### Отрывок для чтения

Вернувшись из Петербурга, где он виделся с Добролюбовым и где держал в руках книжку «Современника» со своей «Клеветой», вновь приступивши к исполнению обязанностей тверского вице-губернатора, Салтыков узнал вскоре о смерти столь еще молодого критика и публициста «Современника». «Смерть Добролюбова, — пишет он 3 декабря П. В. Анненкову, — меня потрясла до глубины души, хотя, видев его в начале ноября, я и ожидал этого известия. Да, это истинная правда, что жить трудно, почти невозможно. Бывают же такие эпохи». И тут, по сложной, но неизбежной ассоциации, вспоминает Салтыков свою только что напечатанную сатиру: «Моя „Клевета“ взбудоражила все тверское общество и возбудила беспримерную в летописях Глупова ненависть против меня <собственно, о такой ненависти к Шалимову, подрывавшему самый „принцип“ глуповского миросозерцания, и писал Салтыков в своей сатире>. Заметьте, что я не имел в виду Твери, но Глупов все-таки успел поднюхать себя в статье <тверской Глупов, но „поднюхивал себя“ в статье Салтыкова и Глупов рязанский, и Глупов нижегородский; и вели себя тверские глуповцы именно так, как вели себя глуповцы в статье>. Рылокошения и спиноотворачивания во всем ходу. То есть не то чтобы настоящие спиноотворачивания, а те, которые искони господствовали в лакейских. Шушукают и хихикают, пока барина нет, а вошел барин — вдруг молчание, все смешались и глупо краснеют: мы, дескать, только что сию минуту тебя обгладывали». Салтыков воистину «достаточно наблюдал за нравами глуповцев»!
В написанном сразу же вслед за «Клеветой» и напечатанном в ноябрьской книжке «Современника» очерке «Наши глуповские дела» Салтыков продолжает — более обстоятельно и углубленно — развивать тему «глуповского возрождения». Уже в «Клевете» Салтыков установил, что собственно никакого возрождения глуповцы не желают, а желают лишь одного — спокойно и безмятежно «унавоживать» дно своего «горшка», но перечить «ошпаривающему» начальству не смеют.

######

**Суть задания:** Пожалуйста, перепишите без изменений фрагмент отрывка о Салтыкове, приведенного выше, между словами «В написанном сразу» и «начальству не смеют.» включительно.

### Строки данных

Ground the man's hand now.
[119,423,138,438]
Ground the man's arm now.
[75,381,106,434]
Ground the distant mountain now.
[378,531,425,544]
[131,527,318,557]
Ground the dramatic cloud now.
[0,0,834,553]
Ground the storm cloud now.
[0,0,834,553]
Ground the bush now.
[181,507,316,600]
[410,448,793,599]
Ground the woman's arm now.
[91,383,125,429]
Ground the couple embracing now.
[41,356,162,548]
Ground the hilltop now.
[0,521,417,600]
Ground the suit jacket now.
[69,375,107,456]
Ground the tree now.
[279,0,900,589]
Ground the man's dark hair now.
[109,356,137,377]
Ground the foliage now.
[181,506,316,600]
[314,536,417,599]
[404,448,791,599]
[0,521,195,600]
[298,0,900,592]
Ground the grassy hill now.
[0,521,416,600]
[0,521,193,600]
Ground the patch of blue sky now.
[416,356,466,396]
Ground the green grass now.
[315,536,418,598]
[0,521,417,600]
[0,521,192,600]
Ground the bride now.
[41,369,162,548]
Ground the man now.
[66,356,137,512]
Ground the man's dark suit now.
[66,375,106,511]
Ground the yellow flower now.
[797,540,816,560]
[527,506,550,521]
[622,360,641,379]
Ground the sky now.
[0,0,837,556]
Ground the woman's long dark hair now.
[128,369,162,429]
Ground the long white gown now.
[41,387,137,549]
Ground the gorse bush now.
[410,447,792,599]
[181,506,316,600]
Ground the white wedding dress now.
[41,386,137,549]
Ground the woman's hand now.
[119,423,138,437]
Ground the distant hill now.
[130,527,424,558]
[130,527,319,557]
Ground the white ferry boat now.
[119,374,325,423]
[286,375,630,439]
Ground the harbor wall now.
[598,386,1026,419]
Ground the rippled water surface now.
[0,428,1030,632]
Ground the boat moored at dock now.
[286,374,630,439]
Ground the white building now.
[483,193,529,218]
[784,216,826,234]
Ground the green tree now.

######

**Ответ к заданию:**
В написанном сразу же вслед за «Клеветой» и напечатанном в ноябрьской книжке «Современника» очерке «Наши глуповские дела» Салтыков продолжает — более обстоятельно и углубленно — развивать тему «глуповского возрождения». Уже в «Клевете» Салтыков установил, что собственно никакого возрождения глуповцы не желают, а желают лишь одного — спокойно и безмятежно «унавоживать» дно своего «горшка», но перечить «ошпаривающему» начальству не смеют.